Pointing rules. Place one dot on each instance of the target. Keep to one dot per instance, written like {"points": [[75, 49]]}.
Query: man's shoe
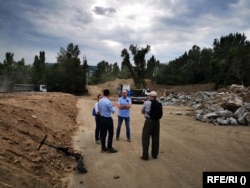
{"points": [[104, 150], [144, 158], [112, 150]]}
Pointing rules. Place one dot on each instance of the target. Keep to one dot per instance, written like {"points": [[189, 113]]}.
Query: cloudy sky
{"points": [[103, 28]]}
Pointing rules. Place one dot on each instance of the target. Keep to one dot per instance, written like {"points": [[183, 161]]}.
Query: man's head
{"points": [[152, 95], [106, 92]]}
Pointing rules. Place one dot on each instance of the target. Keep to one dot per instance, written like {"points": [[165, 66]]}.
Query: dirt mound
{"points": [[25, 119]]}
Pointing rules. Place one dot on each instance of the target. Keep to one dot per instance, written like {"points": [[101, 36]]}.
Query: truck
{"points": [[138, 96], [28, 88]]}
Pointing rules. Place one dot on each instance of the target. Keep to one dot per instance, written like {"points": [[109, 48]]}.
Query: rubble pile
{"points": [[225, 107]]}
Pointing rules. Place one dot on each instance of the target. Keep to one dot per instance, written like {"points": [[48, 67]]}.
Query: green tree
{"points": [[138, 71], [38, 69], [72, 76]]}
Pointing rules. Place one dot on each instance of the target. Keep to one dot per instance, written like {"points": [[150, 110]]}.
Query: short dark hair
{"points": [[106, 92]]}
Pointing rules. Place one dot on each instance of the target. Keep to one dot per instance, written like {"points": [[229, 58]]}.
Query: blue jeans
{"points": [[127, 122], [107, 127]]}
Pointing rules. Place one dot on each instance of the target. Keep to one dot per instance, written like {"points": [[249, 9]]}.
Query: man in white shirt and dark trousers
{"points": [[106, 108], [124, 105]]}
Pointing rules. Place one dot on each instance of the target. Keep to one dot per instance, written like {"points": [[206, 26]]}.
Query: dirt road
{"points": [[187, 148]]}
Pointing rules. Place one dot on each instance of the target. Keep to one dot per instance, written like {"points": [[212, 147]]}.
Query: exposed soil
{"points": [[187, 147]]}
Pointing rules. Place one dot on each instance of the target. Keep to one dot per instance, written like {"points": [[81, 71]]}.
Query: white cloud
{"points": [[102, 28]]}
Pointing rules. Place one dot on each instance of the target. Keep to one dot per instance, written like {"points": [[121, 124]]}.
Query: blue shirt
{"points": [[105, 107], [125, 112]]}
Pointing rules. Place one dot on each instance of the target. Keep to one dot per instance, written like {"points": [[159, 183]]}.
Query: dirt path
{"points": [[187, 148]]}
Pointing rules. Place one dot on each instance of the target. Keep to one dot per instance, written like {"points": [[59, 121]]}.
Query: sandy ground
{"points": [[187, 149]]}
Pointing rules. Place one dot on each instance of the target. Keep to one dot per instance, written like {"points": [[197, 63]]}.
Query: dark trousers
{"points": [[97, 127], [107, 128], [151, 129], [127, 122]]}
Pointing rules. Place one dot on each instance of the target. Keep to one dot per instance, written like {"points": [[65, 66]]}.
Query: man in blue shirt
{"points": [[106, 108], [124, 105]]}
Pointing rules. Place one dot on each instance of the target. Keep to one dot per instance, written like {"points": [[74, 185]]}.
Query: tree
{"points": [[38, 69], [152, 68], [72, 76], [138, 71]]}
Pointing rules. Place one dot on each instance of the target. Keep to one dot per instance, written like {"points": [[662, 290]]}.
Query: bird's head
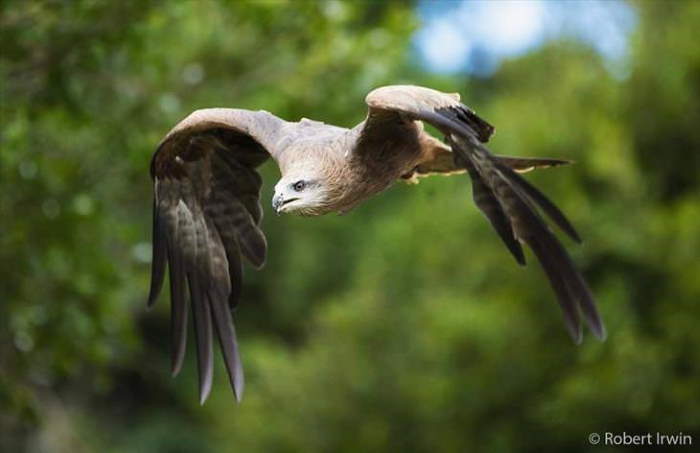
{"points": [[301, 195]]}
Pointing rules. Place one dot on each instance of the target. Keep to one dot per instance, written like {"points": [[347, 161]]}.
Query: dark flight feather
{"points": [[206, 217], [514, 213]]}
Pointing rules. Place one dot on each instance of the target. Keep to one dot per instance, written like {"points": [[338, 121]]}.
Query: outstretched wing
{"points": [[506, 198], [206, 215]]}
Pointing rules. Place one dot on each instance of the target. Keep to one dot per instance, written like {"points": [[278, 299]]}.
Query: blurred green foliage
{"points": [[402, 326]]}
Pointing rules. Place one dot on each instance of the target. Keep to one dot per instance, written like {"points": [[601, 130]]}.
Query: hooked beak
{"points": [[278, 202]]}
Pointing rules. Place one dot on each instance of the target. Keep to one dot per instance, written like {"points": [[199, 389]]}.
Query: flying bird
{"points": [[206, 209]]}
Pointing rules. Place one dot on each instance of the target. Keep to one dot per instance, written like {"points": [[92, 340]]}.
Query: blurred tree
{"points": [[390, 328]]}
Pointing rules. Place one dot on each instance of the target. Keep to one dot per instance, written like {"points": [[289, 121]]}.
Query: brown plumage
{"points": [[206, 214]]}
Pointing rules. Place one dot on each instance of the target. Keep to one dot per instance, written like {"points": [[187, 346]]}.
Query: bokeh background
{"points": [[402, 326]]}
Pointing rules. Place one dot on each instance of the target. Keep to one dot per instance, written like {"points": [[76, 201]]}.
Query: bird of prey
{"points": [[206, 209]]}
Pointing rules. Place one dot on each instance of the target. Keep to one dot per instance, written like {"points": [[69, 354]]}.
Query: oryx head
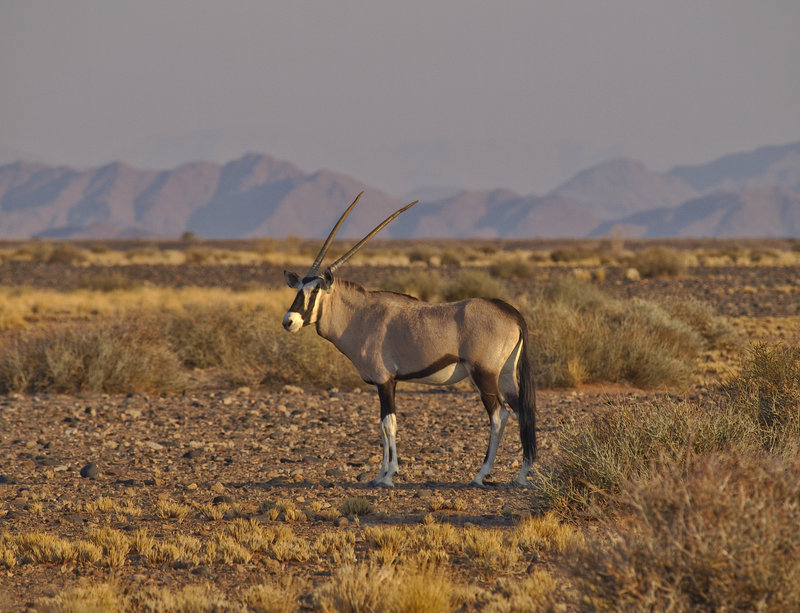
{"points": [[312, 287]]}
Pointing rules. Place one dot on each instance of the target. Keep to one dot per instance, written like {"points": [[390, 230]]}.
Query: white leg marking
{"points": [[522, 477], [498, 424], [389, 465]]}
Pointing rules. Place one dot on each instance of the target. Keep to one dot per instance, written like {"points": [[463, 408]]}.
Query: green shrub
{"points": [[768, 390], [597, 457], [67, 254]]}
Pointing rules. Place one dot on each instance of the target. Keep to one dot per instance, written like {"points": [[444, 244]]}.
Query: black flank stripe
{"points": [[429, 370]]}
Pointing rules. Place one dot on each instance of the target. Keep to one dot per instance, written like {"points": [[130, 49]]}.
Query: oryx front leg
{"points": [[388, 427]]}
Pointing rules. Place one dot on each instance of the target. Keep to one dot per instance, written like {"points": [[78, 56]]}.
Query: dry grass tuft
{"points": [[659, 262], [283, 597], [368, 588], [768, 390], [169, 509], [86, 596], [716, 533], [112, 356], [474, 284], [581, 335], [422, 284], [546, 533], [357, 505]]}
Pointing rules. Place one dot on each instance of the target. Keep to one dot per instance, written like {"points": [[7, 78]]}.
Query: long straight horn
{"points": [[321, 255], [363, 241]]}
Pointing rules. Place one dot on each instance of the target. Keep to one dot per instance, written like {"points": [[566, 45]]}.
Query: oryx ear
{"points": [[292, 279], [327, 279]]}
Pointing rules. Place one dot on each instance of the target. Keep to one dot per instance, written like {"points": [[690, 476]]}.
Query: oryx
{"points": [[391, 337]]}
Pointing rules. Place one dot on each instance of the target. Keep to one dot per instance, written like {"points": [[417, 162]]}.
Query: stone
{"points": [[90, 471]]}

Problem: Repeat the data exactly, dropping every picture it holds.

Your response:
Pointing rules. Place one dot on each instance of the target. Keep to one dot per instance, written like {"points": [[75, 49]]}.
Query: man's shoe
{"points": [[104, 150], [144, 158], [112, 150]]}
Pointing rules. Place one dot on each instance of the target. Keep to one dot per instance, written like {"points": [[189, 113]]}.
Query: cloudy sky
{"points": [[103, 28]]}
Pointing rules. Place one dot on each instance of the target. Keep to one dot per instance, written like {"points": [[183, 161]]}.
Query: man's head
{"points": [[152, 95], [106, 92]]}
Pointing rules. Place one dot on each instance of the target. Keep to one dot per instance, written like {"points": [[165, 66]]}.
Query: dirt mound
{"points": [[25, 119]]}
Pointing rules. Place one dot on each instance of the target. Keep to one dot per instance, written like {"points": [[101, 36]]}.
Query: truck
{"points": [[138, 96], [28, 88]]}
Pointing rules. Place one dot on each instance of the target. Keep to one dot per instance, written like {"points": [[109, 48]]}.
Query: rubble pile
{"points": [[225, 107]]}
Pointing rules. Place one dot on each instance of the target. Keep to one dot per instance, written like {"points": [[48, 67]]}.
Query: green tree
{"points": [[138, 71], [38, 69], [72, 76]]}
Pointing rules. Place one dot on each instance of the target. Keep to one dot per instance, written like {"points": [[150, 110]]}.
Query: short dark hair
{"points": [[106, 92]]}
Pointing rules. Place one dot on each instance of the target. Keep to one dot per instance, written like {"points": [[229, 58]]}.
Query: blue jeans
{"points": [[127, 122], [107, 127]]}
Pointing rules. Place one dot on each instance of the target. Keep to one dot per instance, written like {"points": [[249, 9]]}.
Query: man in white shirt and dark trousers
{"points": [[106, 108], [124, 105]]}
Pointing rules. Place one dot on each instance of the target. Keep to one dot per instance, written like {"points": [[206, 26]]}.
Query: dirt road
{"points": [[187, 148]]}
Pointing rules. Place one dot on each instance of the target. Keep to one dot per instance, written like {"points": [[212, 147]]}.
Query: exposed soil
{"points": [[187, 147]]}
Pointing rules. Place one dot on each instance of the target. Keep to one dot per instance, written like {"points": [[81, 71]]}.
Query: white cloud
{"points": [[102, 28]]}
Pointing rules. Place one dot on each instance of the target. Keep to one dot per instance, written like {"points": [[121, 124]]}.
Query: blue shirt
{"points": [[105, 107], [125, 112]]}
Pointing rules. Place one dot on each instance of the target. Keep to one dot per instance, written like {"points": [[159, 183]]}.
Query: dirt path
{"points": [[187, 148]]}
Pointing rules. Place one dot on each instance of the target. Keep to one dot per instance, written like {"points": [[59, 121]]}.
Query: sandy ground
{"points": [[187, 149]]}
Pointing rules. Place one dot on each instance of the target. Keep to one dot per instance, written like {"points": [[197, 63]]}.
Query: dark trousers
{"points": [[97, 127], [107, 128], [151, 129], [127, 122]]}
Pointing rules. Place one dot on each instance of the target. Keep to one dot per instance, written like {"points": [[65, 66]]}.
Query: man in blue shirt
{"points": [[106, 108], [124, 105]]}
Pointing rules. Place one dot on each instance of the target. Keep to one dot per instance, written like {"points": [[74, 185]]}.
Query: tree
{"points": [[38, 69], [152, 68], [72, 76], [138, 71]]}
Pointing rules. Place one dot on each instance of the target. Keep to one dot per instance, written like {"points": [[662, 290]]}.
Query: bird's head
{"points": [[301, 195]]}
Pointing rules. Place one dot on each instance of the target. Keep to one dot per instance, written like {"points": [[347, 161]]}.
Query: dark flight feather
{"points": [[206, 217], [514, 213]]}
Pointing rules. Place one dot on each instance of the target. Keep to one dot per instance, written like {"points": [[338, 121]]}.
Query: outstretched wing
{"points": [[506, 198], [206, 215]]}
Pointing rules. Place one dot on each instance of the target. Keep to one dot per instance, written like {"points": [[278, 299]]}.
Query: blurred green foliage
{"points": [[402, 326]]}
Pointing rules. Place one dot on each instance of the target. Keep to one dot per instance, written like {"points": [[601, 130]]}.
Query: hooked beak
{"points": [[278, 202]]}
Pointing rules. Place one dot on each instance of the target. Keep to one dot per instance, written like {"points": [[199, 389]]}.
Query: flying bird
{"points": [[206, 209]]}
Pointing rules. Place one dot on each instance of the target. Keep to one dot per instance, written like {"points": [[92, 340]]}.
Query: blurred tree
{"points": [[390, 328]]}
Pointing rules. Place one dot on each instance of the target. Keep to one dot per instance, written like {"points": [[289, 121]]}.
Query: brown plumage
{"points": [[206, 214]]}
Pointing rules. Place one dot on each instance of the target. Keep to one dot per instance, written like {"points": [[187, 346]]}.
Query: bokeh background
{"points": [[402, 326]]}
Pointing rules. Place one dot on each instance of the target. Keep to one dot per instance, written like {"points": [[76, 201]]}.
Query: bird of prey
{"points": [[206, 209]]}
Pointing rules. Place one dot on each instance of the target. Keep to one dot per instance, written like {"points": [[69, 354]]}.
Query: oryx head
{"points": [[312, 287]]}
Pointing rules. Place one dot on each instance of the target. Keep to one dot per instance, written like {"points": [[390, 230]]}.
Query: white leg marking
{"points": [[522, 477], [498, 424], [389, 465]]}
Pointing rules. Place one dot on each instance of the target. Keep to one dot per instance, written like {"points": [[463, 408]]}.
Query: green shrub
{"points": [[768, 390], [597, 457], [67, 254]]}
Pointing rules. Place one dot on each instance of the target. Keep to one dot per instance, written like {"points": [[444, 244]]}.
Query: black flank stripe
{"points": [[429, 370]]}
Pointing rules. Place one dot on each instance of the target. Keep to one dot per instance, written like {"points": [[130, 49]]}.
Query: oryx front leg
{"points": [[388, 427]]}
Pointing rules. Place one dot on each instance of the target. Keep to one dot per instance, written like {"points": [[78, 56]]}.
Query: dry grass tuft
{"points": [[659, 262], [283, 597], [368, 588], [768, 390], [169, 509], [86, 596], [716, 533], [112, 356], [474, 284], [581, 335], [422, 284], [546, 533], [357, 505]]}
Pointing rules. Place one dot on each instance of the target. Keep to one dot per instance, written like {"points": [[7, 78]]}.
Query: long straight horn
{"points": [[321, 255], [363, 241]]}
Pointing rules. Place one dot on each instance of the target. Keep to one dot per instance, written like {"points": [[566, 45]]}.
Query: oryx ear
{"points": [[292, 279], [327, 279]]}
Pointing rules. Place one dot on each instance of the target. Keep to one dot per instance, written like {"points": [[690, 476]]}.
Query: oryx
{"points": [[391, 337]]}
Pointing rules. Place one dot on each instance of the target. Keep to one dot per instance, written like {"points": [[417, 162]]}.
Query: stone
{"points": [[90, 471]]}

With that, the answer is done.